### Task directions
Put all the rows below into a Markdown table with two columns, No. and Line. Number each line and leave out any blank ones.

### Data provided
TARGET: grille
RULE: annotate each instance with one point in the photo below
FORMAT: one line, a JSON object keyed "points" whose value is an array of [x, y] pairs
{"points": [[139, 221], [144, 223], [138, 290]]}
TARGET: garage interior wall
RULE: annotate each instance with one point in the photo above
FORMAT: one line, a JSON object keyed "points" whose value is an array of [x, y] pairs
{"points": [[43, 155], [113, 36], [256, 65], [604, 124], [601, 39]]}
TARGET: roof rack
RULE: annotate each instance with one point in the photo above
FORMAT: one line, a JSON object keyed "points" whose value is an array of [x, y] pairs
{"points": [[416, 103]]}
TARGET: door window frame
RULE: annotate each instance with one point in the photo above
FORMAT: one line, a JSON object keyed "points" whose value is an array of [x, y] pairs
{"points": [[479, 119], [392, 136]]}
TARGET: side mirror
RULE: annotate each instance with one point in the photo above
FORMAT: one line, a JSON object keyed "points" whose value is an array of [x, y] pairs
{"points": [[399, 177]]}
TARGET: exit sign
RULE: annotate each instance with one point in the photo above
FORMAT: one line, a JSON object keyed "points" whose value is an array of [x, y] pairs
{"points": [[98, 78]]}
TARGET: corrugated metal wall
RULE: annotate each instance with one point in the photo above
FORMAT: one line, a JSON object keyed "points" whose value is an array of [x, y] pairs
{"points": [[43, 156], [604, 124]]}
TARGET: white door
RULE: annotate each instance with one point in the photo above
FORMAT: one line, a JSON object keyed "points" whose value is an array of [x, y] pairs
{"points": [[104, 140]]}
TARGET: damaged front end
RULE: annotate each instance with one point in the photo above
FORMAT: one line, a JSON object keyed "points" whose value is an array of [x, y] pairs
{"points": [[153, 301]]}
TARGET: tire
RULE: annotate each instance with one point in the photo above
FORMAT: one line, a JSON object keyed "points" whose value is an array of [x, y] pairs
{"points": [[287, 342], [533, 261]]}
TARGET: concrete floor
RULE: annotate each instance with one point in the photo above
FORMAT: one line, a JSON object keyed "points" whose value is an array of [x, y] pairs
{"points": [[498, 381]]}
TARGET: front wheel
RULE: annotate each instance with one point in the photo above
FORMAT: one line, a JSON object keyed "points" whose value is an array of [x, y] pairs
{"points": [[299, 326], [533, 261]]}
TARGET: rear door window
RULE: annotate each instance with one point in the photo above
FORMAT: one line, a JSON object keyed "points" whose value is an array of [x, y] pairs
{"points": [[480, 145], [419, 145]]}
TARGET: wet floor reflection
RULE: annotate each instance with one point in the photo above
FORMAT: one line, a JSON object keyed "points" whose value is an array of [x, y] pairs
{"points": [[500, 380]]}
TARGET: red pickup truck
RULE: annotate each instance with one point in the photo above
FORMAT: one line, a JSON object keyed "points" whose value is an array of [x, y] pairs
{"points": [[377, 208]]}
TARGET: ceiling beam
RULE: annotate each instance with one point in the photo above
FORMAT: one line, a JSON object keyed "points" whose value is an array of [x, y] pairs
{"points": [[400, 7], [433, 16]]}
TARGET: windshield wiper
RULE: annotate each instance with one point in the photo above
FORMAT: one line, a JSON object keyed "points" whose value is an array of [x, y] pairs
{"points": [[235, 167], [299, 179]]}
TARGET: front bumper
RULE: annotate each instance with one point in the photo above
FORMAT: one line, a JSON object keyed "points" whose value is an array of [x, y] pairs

### Output of the task
| No. | Line |
|---|---|
| 1 | TARGET: grille |
| 2 | RULE: annotate each instance with one point in the photo below |
| 3 | FORMAT: one line, a JSON object keyed "points" whose value is an array of [x, y] pairs |
| 4 | {"points": [[139, 221], [144, 223], [138, 290]]} |
| 5 | TARGET: garage interior wall |
| 6 | RULE: annotate each instance with one point in the photo above |
| 7 | FORMAT: one line, a JSON object keyed "points" whose value is an array of [x, y] pairs |
| 8 | {"points": [[43, 155], [113, 36], [256, 65], [604, 124], [601, 39]]} |
| 9 | TARGET: roof rack |
| 10 | RULE: annotate each instance with one point in the photo above |
| 11 | FORMAT: one line, a JSON object keyed "points" whose value is an array of [x, y] pairs |
| 12 | {"points": [[416, 103]]} |
| 13 | TARGET: door window frame |
| 14 | RULE: annotate each instance with one point in the photo above |
| 15 | FORMAT: one line, a JSON object keyed "points" whose value is an array of [x, y] pairs |
| 16 | {"points": [[479, 119], [392, 136]]} |
| 17 | TARGET: side mirror |
| 18 | RULE: annotate each instance with one point in the photo above |
| 19 | FORMAT: one line, a JSON object keyed "points" whose value is an array of [x, y] pairs |
| 20 | {"points": [[399, 177]]} |
| 21 | TARGET: exit sign |
| 22 | RULE: annotate each instance with one point in the photo above |
| 23 | FORMAT: one line, a JSON object keyed "points" whose value is an array of [x, y] pairs |
| 24 | {"points": [[98, 78]]} |
| 25 | TARGET: corrugated metal wall |
| 26 | RULE: annotate each instance with one point in the photo above |
| 27 | FORMAT: one line, a JSON object keyed "points" whose value is an array of [x, y] pairs |
| 28 | {"points": [[43, 156], [604, 124]]} |
| 29 | TARGET: white door |
| 30 | RULE: annotate each instance with one point in the photo above |
| 31 | FORMAT: one line, a JSON object keyed "points" whose value is an array of [x, y] pairs |
| 32 | {"points": [[104, 140]]} |
| 33 | TARGET: damaged front end |
| 34 | RULE: annotate each instance with one point in the photo above |
| 35 | FORMAT: one line, a JSON object keyed "points" whose value is an array of [x, y] pairs |
| 36 | {"points": [[153, 301]]} |
| 37 | TARGET: tire |
| 38 | RULE: annotate each instance with one point in the photo above |
| 39 | FORMAT: one line, a JSON object keyed "points" whose value is an array of [x, y] pairs |
| 40 | {"points": [[287, 342], [533, 261]]} |
| 41 | TARGET: concrete floor |
| 42 | RULE: annotate each instance with one point in the photo above |
| 43 | FORMAT: one line, a JSON object keyed "points" whose value is an array of [x, y] pairs |
| 44 | {"points": [[498, 381]]} |
| 45 | TARGET: front wheel |
| 46 | RULE: annotate each instance with one point in the photo above |
| 47 | FORMAT: one line, a JSON object keyed "points" whose value is an array of [x, y] pairs |
| 48 | {"points": [[299, 326], [533, 261]]} |
| 49 | TARGET: rear door window |
| 50 | RULE: annotate each instance with one point in the photo above |
| 51 | FORMAT: one line, a JSON object keyed "points" whose value is an array of [x, y] pairs |
| 52 | {"points": [[480, 145], [419, 145]]} |
| 53 | TARGET: wet floor reflection |
| 54 | RULE: annotate each instance with one point in the photo above |
| 55 | FORMAT: one line, a JSON object keyed "points" whose value is an array of [x, y] pairs |
| 56 | {"points": [[500, 380]]} |
| 57 | TARGET: red pickup truck |
| 58 | RULE: annotate each instance with one point in the photo above |
| 59 | FORMAT: one line, a JSON object keyed "points" whose value is an array of [x, y] pairs |
| 60 | {"points": [[377, 208]]} |
| 61 | TARGET: ceiling beam |
| 62 | RULE: annotate each instance with one point in the photo above |
| 63 | FORMAT: one line, a JSON object keyed "points" whose value is an array of [x, y] pairs |
| 64 | {"points": [[400, 7], [433, 16]]} |
| 65 | TARGET: windshield wiper |
| 66 | RULE: annotate each instance with one point in the photo above |
| 67 | FORMAT: one line, a JSON object keyed "points" whose value is an array of [x, y] pairs |
| 68 | {"points": [[235, 167], [299, 179]]} |
| 69 | TARGET: front bumper |
| 70 | RULE: annotate each instance with one point in the photo above |
| 71 | FORMAT: one line, a JSON object keyed "points" whose value is an array of [x, y] pairs |